Input records »
• • • •
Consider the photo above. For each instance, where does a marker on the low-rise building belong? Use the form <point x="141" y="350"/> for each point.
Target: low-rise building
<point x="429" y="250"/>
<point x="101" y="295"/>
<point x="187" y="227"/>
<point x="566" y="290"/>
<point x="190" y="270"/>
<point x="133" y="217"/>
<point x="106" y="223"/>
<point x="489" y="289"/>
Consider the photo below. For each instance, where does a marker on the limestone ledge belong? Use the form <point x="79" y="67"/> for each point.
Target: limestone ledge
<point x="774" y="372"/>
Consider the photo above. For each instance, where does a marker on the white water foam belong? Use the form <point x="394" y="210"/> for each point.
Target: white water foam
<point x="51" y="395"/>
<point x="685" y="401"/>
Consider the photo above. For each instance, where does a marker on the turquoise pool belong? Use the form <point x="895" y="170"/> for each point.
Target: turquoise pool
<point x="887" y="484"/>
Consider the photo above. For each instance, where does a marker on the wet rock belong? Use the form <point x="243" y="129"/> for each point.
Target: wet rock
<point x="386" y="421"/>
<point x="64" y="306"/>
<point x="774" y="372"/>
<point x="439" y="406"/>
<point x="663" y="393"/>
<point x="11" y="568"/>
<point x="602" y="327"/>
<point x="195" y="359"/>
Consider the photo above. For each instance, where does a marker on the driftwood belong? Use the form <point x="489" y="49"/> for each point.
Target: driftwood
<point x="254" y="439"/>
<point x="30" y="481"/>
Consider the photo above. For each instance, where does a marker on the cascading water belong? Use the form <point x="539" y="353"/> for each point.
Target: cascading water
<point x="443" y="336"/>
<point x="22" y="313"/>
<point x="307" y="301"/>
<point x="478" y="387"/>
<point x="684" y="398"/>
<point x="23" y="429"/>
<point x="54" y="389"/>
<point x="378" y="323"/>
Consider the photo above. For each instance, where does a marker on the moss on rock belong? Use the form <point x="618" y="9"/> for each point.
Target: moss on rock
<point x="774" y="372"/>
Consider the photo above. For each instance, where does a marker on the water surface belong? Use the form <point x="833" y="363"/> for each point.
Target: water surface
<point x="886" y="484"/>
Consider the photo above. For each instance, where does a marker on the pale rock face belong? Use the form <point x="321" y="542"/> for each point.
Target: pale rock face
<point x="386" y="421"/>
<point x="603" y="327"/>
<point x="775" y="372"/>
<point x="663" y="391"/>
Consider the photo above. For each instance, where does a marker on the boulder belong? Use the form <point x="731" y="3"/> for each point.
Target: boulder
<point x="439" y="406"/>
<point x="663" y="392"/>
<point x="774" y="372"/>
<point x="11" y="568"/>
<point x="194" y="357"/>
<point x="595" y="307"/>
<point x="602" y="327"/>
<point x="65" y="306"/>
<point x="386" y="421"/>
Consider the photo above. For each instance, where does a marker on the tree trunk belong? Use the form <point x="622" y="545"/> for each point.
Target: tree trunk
• • • •
What you should do » Copy every entry above word for word, with nothing added or left out.

Exercise solution »
Consider the photo above. For each instance, where does a marker on the low-rise building belong? Use the form <point x="141" y="350"/> for each point.
Target: low-rise building
<point x="429" y="250"/>
<point x="101" y="295"/>
<point x="187" y="227"/>
<point x="566" y="290"/>
<point x="190" y="270"/>
<point x="133" y="217"/>
<point x="106" y="223"/>
<point x="489" y="289"/>
Consider the photo below. For each instance, where does a marker on the limestone ledge belong? Use the form <point x="79" y="67"/> for each point.
Target: limestone ledge
<point x="774" y="372"/>
Consider the photo above. For each instance, where does a marker on the white water foam belong? Use the form <point x="394" y="210"/> for each point.
Target: white water foam
<point x="51" y="395"/>
<point x="685" y="401"/>
Consider the photo above. For each instance, where does a marker on the turquoise pool belong? Use the form <point x="895" y="170"/> for each point.
Target: turquoise pool
<point x="887" y="484"/>
Consider the photo above. For each instance, where does a marker on the wet rock belong? Use the form <point x="243" y="129"/> for each point.
Target: wet rock
<point x="386" y="421"/>
<point x="64" y="306"/>
<point x="774" y="372"/>
<point x="439" y="406"/>
<point x="663" y="393"/>
<point x="11" y="568"/>
<point x="602" y="327"/>
<point x="195" y="359"/>
Consider the photo above. For each instance, where does a marker on the driftwood belong? Use the form <point x="489" y="49"/> for each point.
Target: driftwood
<point x="254" y="439"/>
<point x="30" y="481"/>
Consider the photo above. For each instance, where does a marker on the cascading water belong? Use the form <point x="539" y="353"/> for each point.
Target: cascading water
<point x="443" y="336"/>
<point x="22" y="313"/>
<point x="307" y="301"/>
<point x="478" y="387"/>
<point x="684" y="398"/>
<point x="23" y="429"/>
<point x="54" y="389"/>
<point x="378" y="323"/>
Consider the photo above. For each instance, where does a marker on the moss on rock belong? Use the form <point x="618" y="9"/> for each point.
Target: moss on rock
<point x="774" y="372"/>
Consider the photo above. For each instance, where does a marker on the water surface belong? Use the form <point x="833" y="363"/> for each point.
Target: water surface
<point x="886" y="484"/>
Consider the photo above. For each instance, where does a marker on the pale rock face belong? Use the form <point x="321" y="542"/> for each point.
Target: pale rock face
<point x="386" y="421"/>
<point x="603" y="327"/>
<point x="775" y="372"/>
<point x="663" y="391"/>
Consider the photo above. For each instance, where does a marker on the boulder belong? Use the form <point x="731" y="3"/> for each point.
Target: boulder
<point x="439" y="406"/>
<point x="663" y="392"/>
<point x="774" y="372"/>
<point x="11" y="568"/>
<point x="194" y="357"/>
<point x="595" y="307"/>
<point x="602" y="327"/>
<point x="65" y="306"/>
<point x="386" y="421"/>
Consider the photo above. For each instance, where does a marker on the tree trunk belong? Use the form <point x="622" y="545"/> for each point.
Target: tree trunk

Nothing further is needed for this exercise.